Two signs that I am getting old:
- Childhood heroes are dying (see Prince, David Bowie).
- Events which I lived through are now being brought back to me through the arts (see Clarence Thomas confirmation hearing, OJ’s trial, and the 2008 housing crisis).
It is the 2008 housing crisis that Flournoy takes up in her stunning debut novel, The Turner House. The Turner House is located in Detroit and the mother of the 13 children has finally – because of medical issues – had to move out. The family gathers to discuss what to do with the house and new vocabulary enters their lives — short-sell, foreclosure, etc.. There is a lot of discussion. The problem is that there are at least 2 plans. Some of the 13 children have remained in Detroit; others have scattered. The house has a history, particularly for Cha-Cha (Charles), the eldest. Something happened there when he was a child, something that needs a reckoning. Flournoy wisely lifts just a few of the siblings out of the crowd (the ones who remain), and she makes them so vivid that I think I’d know them if I saw them on the street. Naturally, the action centers around the house, the house they are all drawn back to – the one their mother knows she will never inhabit again.

● Problem details:
Condense the review above into exactly two sentences.

● Given data:
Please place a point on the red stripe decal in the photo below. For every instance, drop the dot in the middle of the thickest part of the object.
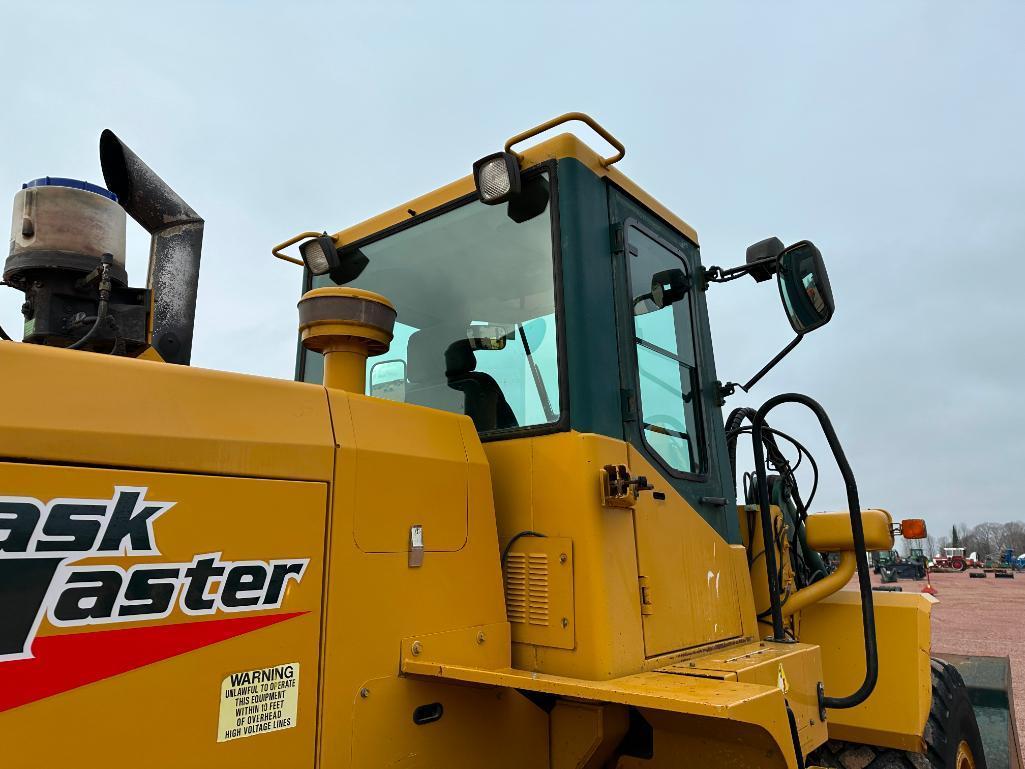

● Solved problem:
The writer names two signs of getting old: childhood heroes are dying, and the arts are bringing back events they lived through, such as the 2008 housing crisis, which Flournoy takes up in her debut novel, The Turner House. In the novel, the 13 children of a Detroit family gather to decide what to do with the house their mother has had to leave for medical reasons, and Flournoy makes the few siblings who remain in Detroit vivid while centering the action on the house.